■ Supplied material ■
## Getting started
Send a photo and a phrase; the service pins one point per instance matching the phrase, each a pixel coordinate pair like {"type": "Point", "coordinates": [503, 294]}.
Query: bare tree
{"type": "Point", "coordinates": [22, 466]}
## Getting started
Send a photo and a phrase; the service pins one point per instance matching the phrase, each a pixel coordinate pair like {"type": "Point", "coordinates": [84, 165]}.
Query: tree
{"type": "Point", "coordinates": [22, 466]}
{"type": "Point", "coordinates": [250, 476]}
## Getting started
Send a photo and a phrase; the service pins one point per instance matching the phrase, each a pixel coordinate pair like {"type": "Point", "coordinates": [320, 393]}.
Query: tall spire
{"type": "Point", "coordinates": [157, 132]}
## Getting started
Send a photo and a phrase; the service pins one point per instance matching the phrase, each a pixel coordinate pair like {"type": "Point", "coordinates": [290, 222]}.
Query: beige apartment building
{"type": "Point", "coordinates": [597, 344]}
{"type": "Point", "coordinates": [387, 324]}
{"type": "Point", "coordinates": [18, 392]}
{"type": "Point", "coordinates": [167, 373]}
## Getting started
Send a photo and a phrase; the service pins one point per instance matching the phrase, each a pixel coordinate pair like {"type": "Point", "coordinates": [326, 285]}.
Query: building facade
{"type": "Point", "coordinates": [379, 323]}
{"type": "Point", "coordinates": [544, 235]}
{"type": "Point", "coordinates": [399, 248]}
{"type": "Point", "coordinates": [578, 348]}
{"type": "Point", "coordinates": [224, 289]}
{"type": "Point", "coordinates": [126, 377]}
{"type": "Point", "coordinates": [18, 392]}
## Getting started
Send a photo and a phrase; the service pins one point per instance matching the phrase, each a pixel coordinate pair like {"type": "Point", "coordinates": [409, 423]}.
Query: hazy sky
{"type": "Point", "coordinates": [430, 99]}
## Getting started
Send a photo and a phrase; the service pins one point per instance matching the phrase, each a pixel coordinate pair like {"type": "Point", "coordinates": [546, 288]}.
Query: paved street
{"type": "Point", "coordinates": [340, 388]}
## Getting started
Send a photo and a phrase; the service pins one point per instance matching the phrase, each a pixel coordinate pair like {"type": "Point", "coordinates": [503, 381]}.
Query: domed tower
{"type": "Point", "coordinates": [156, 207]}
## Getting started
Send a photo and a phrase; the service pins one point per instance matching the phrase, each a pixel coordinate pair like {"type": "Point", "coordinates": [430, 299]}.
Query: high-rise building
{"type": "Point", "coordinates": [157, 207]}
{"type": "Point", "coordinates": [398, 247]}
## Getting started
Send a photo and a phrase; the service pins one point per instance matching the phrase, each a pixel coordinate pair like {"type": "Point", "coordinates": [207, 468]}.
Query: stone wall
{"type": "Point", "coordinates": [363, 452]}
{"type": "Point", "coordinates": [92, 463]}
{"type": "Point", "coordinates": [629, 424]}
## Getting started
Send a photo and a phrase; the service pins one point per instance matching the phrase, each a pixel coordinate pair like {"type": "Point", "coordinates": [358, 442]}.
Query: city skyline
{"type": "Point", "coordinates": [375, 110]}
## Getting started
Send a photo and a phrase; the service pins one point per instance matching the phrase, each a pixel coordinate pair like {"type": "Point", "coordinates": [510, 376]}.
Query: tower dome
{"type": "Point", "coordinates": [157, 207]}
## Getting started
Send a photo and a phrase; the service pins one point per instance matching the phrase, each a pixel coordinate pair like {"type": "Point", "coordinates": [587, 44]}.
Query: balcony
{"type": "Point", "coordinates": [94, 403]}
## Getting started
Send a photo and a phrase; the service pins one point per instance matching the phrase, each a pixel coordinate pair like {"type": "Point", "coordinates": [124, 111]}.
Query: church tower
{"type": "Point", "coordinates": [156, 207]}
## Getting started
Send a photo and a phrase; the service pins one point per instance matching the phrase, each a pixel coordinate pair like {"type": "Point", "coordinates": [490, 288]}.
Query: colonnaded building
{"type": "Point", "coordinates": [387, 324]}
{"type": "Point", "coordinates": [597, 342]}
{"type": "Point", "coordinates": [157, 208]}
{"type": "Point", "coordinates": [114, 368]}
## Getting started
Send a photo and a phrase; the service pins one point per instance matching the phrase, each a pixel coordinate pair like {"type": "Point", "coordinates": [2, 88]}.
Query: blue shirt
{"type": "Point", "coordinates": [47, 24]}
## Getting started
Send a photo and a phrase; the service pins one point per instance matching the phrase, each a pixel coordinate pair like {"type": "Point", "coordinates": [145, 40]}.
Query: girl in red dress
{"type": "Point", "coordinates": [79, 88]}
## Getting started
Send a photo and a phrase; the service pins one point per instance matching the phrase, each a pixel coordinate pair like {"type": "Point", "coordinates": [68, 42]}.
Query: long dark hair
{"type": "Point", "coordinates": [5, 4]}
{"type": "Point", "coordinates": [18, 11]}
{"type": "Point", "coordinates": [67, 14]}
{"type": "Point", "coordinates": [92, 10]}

■ Aim ■
Return each line of the data exactly as written above.

■ Worked answer ■
## Getting started
Send a photo and a phrase; the service pins one point per instance matching the phrase, each a pixel coordinate pair like {"type": "Point", "coordinates": [503, 294]}.
Query: bare tree
{"type": "Point", "coordinates": [22, 466]}
## Getting started
Send a photo and a phrase; the service pins one point per instance matching the phrase, each a pixel coordinate pair like {"type": "Point", "coordinates": [84, 165]}.
Query: tree
{"type": "Point", "coordinates": [22, 466]}
{"type": "Point", "coordinates": [250, 476]}
## Getting started
Send a photo and a phrase; the service pins one point per instance matching the phrase, each a pixel coordinate pair like {"type": "Point", "coordinates": [320, 393]}.
Query: tall spire
{"type": "Point", "coordinates": [157, 132]}
## Getting started
Send a photo and a phrase; the service pins one point per instance matching the phrase, each a pixel coordinate pair like {"type": "Point", "coordinates": [290, 222]}.
Query: beige apartment building
{"type": "Point", "coordinates": [597, 344]}
{"type": "Point", "coordinates": [387, 324]}
{"type": "Point", "coordinates": [18, 392]}
{"type": "Point", "coordinates": [167, 373]}
## Getting started
Send a photo and a phrase; the service pins one point per instance matching the phrase, each a pixel coordinate pair like {"type": "Point", "coordinates": [326, 285]}.
Query: building facade
{"type": "Point", "coordinates": [379, 323]}
{"type": "Point", "coordinates": [544, 235]}
{"type": "Point", "coordinates": [399, 248]}
{"type": "Point", "coordinates": [578, 348]}
{"type": "Point", "coordinates": [224, 289]}
{"type": "Point", "coordinates": [126, 377]}
{"type": "Point", "coordinates": [18, 392]}
## Getting started
Send a photo and a phrase; the service pins one point per instance matching the phrase, each a pixel coordinate pair like {"type": "Point", "coordinates": [409, 423]}.
Query: hazy sky
{"type": "Point", "coordinates": [430, 99]}
## Getting started
Send a photo and a phrase; the service pins one point per instance matching the phrase, each a pixel coordinate pair like {"type": "Point", "coordinates": [546, 288]}.
Query: paved street
{"type": "Point", "coordinates": [340, 388]}
## Getting started
Send a photo and a phrase; the service pins one point per instance matching the phrase, each a pixel coordinate pair like {"type": "Point", "coordinates": [503, 381]}.
Query: domed tower
{"type": "Point", "coordinates": [156, 207]}
## Getting started
Send a photo and a phrase; the service pins one point per instance matching the phrase, each a pixel coordinate pair like {"type": "Point", "coordinates": [430, 299]}.
Query: high-rise building
{"type": "Point", "coordinates": [157, 207]}
{"type": "Point", "coordinates": [398, 247]}
## Getting started
Send a photo and a phrase; the service pins one point per instance matching the phrase, each a pixel coordinate pair like {"type": "Point", "coordinates": [207, 468]}.
Query: stone wall
{"type": "Point", "coordinates": [363, 452]}
{"type": "Point", "coordinates": [92, 463]}
{"type": "Point", "coordinates": [629, 424]}
## Getting started
Send a photo and a phrase; the service pins one point per instance matching the phrase, each a pixel coordinate pair like {"type": "Point", "coordinates": [358, 442]}.
Query: city skyline
{"type": "Point", "coordinates": [375, 110]}
## Getting started
Send a photo and a phrase; the service pins one point per instance matching the phrase, each a pixel coordinate pair like {"type": "Point", "coordinates": [510, 376]}.
Query: tower dome
{"type": "Point", "coordinates": [157, 207]}
## Getting started
Send a photo and a phrase; the service pins one point per instance matching the phrase, each a pixel coordinate pair like {"type": "Point", "coordinates": [587, 44]}.
Query: balcony
{"type": "Point", "coordinates": [94, 403]}
## Getting started
Send a photo and a phrase; the service pins one point per instance matching the phrase, each a pixel coordinate pair like {"type": "Point", "coordinates": [124, 111]}.
Query: church tower
{"type": "Point", "coordinates": [156, 207]}
## Getting started
Send a photo and a phrase; the service pins one point per instance matching the phrase, each a pixel coordinate pair like {"type": "Point", "coordinates": [490, 288]}.
Query: colonnaded building
{"type": "Point", "coordinates": [387, 324]}
{"type": "Point", "coordinates": [597, 342]}
{"type": "Point", "coordinates": [157, 208]}
{"type": "Point", "coordinates": [114, 368]}
## Getting started
Send a photo and a phrase; the service pins one point per instance matching the phrase, each a pixel coordinate pair like {"type": "Point", "coordinates": [2, 88]}.
Query: blue shirt
{"type": "Point", "coordinates": [47, 24]}
## Getting started
Send a photo and a phrase; the service pins one point per instance matching the phrase, each a pixel coordinate pair like {"type": "Point", "coordinates": [145, 40]}.
Query: girl in red dress
{"type": "Point", "coordinates": [79, 88]}
## Getting started
Send a photo and a phrase; the service pins one point per instance matching the phrase, each a pixel coordinate pair like {"type": "Point", "coordinates": [68, 42]}.
Query: long dark hair
{"type": "Point", "coordinates": [5, 4]}
{"type": "Point", "coordinates": [18, 11]}
{"type": "Point", "coordinates": [67, 14]}
{"type": "Point", "coordinates": [92, 10]}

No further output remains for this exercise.